**Exercise objective**
Repeat every entry exactly. Pictures stay out.

**Provided data**
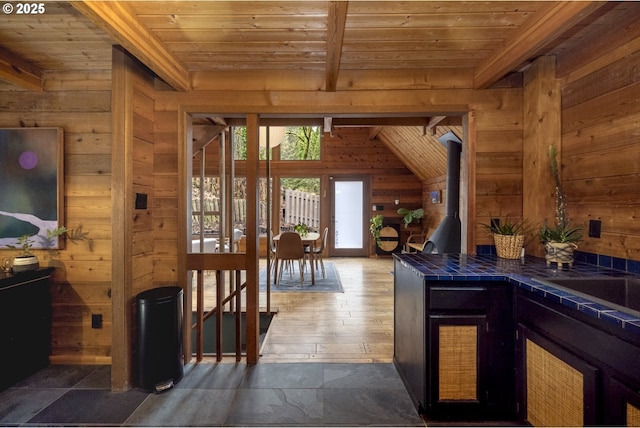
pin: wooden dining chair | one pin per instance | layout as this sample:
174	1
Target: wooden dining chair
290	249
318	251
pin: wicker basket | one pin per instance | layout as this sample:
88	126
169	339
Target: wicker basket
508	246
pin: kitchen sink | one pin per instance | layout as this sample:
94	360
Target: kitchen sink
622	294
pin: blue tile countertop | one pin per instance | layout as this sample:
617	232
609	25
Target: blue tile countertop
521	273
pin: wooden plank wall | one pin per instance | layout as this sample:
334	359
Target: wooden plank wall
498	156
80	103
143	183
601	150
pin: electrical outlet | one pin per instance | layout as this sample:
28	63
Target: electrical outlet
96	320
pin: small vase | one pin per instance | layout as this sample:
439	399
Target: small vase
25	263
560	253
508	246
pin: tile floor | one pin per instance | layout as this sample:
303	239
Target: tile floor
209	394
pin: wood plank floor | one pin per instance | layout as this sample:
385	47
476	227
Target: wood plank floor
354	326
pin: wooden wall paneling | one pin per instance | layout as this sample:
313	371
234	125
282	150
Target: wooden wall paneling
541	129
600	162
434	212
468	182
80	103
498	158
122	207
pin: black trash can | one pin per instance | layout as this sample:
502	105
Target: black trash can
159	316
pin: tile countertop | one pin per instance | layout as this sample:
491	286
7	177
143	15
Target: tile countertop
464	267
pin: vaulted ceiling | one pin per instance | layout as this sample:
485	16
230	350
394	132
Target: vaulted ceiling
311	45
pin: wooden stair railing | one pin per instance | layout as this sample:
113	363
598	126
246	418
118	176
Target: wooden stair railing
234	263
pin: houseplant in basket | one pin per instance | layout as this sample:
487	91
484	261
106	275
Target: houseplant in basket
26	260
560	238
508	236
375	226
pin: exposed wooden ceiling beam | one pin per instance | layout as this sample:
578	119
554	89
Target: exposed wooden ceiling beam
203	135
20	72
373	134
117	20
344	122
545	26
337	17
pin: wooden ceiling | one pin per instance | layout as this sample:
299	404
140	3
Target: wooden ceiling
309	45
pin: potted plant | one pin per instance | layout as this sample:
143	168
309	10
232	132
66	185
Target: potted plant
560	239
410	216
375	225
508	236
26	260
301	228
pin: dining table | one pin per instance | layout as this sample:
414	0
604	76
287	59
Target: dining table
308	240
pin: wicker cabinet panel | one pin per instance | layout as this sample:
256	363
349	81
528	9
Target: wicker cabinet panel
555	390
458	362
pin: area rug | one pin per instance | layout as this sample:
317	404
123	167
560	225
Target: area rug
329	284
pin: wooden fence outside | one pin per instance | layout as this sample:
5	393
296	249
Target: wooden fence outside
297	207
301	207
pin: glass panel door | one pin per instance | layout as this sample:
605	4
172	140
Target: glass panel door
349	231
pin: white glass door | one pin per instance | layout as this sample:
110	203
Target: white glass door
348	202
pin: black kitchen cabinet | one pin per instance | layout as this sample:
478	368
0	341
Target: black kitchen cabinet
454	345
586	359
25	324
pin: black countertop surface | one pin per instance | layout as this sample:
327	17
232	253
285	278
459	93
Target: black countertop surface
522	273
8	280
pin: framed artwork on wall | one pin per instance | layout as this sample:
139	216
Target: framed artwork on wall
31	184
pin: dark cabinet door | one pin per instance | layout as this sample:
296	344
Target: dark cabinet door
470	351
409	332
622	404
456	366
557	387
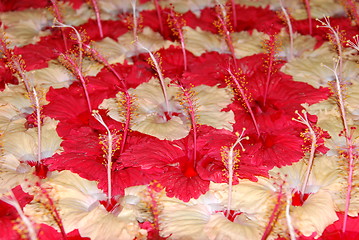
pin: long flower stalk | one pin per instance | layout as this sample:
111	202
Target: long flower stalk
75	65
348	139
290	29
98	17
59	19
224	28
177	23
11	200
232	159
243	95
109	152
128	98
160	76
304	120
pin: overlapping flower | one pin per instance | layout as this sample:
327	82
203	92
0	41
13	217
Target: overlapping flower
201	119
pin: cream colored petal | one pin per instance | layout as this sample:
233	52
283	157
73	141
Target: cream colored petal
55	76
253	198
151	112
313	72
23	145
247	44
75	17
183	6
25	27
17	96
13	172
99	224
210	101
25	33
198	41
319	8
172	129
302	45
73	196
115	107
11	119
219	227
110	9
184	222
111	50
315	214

**Task solution**
pin: wooden dining chair | one pin per instance | layout as this sample:
174	1
Target: wooden dining chair
290	249
318	251
pin: wicker basket | one pin per instance | layout as this sample:
88	126
169	339
Target: wicker basket
508	246
pin: kitchen sink | one pin per instance | layout as this sample:
94	360
Target: kitchen sink
622	294
pin: blue tile countertop | one pin per instance | layout as this sample:
617	232
609	25
Target: blue tile countertop
521	273
pin: wooden plank wall | one pin per instance | layout as this sample:
334	359
Target: wooden plank wall
498	156
80	103
143	183
601	150
pin: electrical outlet | one pin per instance | layout as this sample:
28	63
Target: electrical outlet
96	320
pin: small vase | one pin per instance | layout as this sample:
439	399
Target: small vase
25	263
560	253
508	246
pin: tile floor | one pin per instance | layout as this sample:
303	239
Target: tile floor
209	394
pin: wood plank floor | one pin per instance | layout as this sample:
385	47
476	227
Target: wood plank floor
354	326
pin: wooden wall paneling | one pin per instance | layout as this sample:
313	371
234	125
282	150
Target: wooden wall paneling
541	129
600	162
434	212
468	182
80	103
498	158
122	207
pin: black trash can | one pin per instance | layout as this sample:
502	105
Target: black trash can
159	316
pin: tile countertop | one pin per instance | layout as this sample:
491	286
7	177
143	15
Target: tile countertop
464	267
pin: vaulted ceiling | one pin per instance | layout as this sample:
485	16
230	350
394	132
Target: vaulted ceiling
311	45
pin: wooden stair railing | one pin per instance | layout as this sample:
113	363
598	126
246	418
118	176
Target: wooden stair railing
234	263
pin: houseplant in basket | one pin per instance | layout as this sample:
487	91
484	261
106	275
Target: houseplant in basket
26	260
560	238
508	236
375	226
pin: exposed wooden ceiling beam | one pin per instance | layout as this sample:
578	119
554	89
Target: exposed wooden ceiling beam
203	135
20	72
373	134
117	20
344	122
545	26
337	17
pin: wooden ceiling | one pin per instance | layout as this sample:
299	404
140	3
Target: wooden ceiling
309	45
pin: potted plant | one pin per instance | layout as this sample:
143	168
309	10
232	132
66	185
Target: potted plant
560	239
410	216
375	225
508	236
26	260
301	228
pin: dining table | one pin per instance | layout as this sample:
414	0
604	76
287	59
Target: dining table
308	240
pin: wicker cabinet panel | one pin per instance | layout as this sample:
256	363
349	81
528	9
Target: wicker cabinet panel
555	390
458	362
pin: area rug | one pin per instance | layout as this sample:
317	404
123	167
560	225
Target: area rug
329	284
pin: wooden fence outside | one pin per instance | layout as this sample:
5	393
296	249
Target: wooden fence outside
297	207
301	207
pin: glass panel door | one pin per instance | layout as this sample:
605	4
172	140
Target: glass panel door
349	231
pin: white glass door | one pin per instance | layout as this sample:
110	203
Target: white glass door
348	202
pin: black kitchen cabinet | one pin per instance | layout as this sample:
478	368
0	341
Target: black kitchen cabinet
454	345
586	359
25	324
pin: black countertop surface | one pin per instance | layout as this sample:
327	17
232	253
285	278
459	93
Target: black countertop surface
522	273
8	280
pin: framed artwork on wall | one pin per instance | layout as this sample:
139	216
Target: framed artwork on wall
31	184
pin: dark cabinet door | one pin per instance | layout as this sample:
296	344
Target: dark cabinet door
470	351
409	332
622	404
456	366
557	387
pin: long flower stalk | one pin per instance | layout as this sample:
111	202
Target: long flower stalk
75	65
348	139
290	29
98	17
59	19
224	28
177	23
11	200
232	159
243	95
109	152
128	98
160	76
304	120
pin: overlapping flower | one pin per instance | layout as this sample:
327	82
203	92
0	41
13	217
Target: overlapping flower
201	119
pin: cream colored petal | one pin per instance | layout as this sample:
233	52
283	157
73	141
Target: cream colored petal
55	76
253	198
151	112
313	72
23	145
247	44
75	17
183	6
25	27
17	96
13	172
99	224
210	101
25	33
198	41
319	8
172	129
302	45
73	196
115	107
11	119
219	227
110	9
184	222
111	50
315	214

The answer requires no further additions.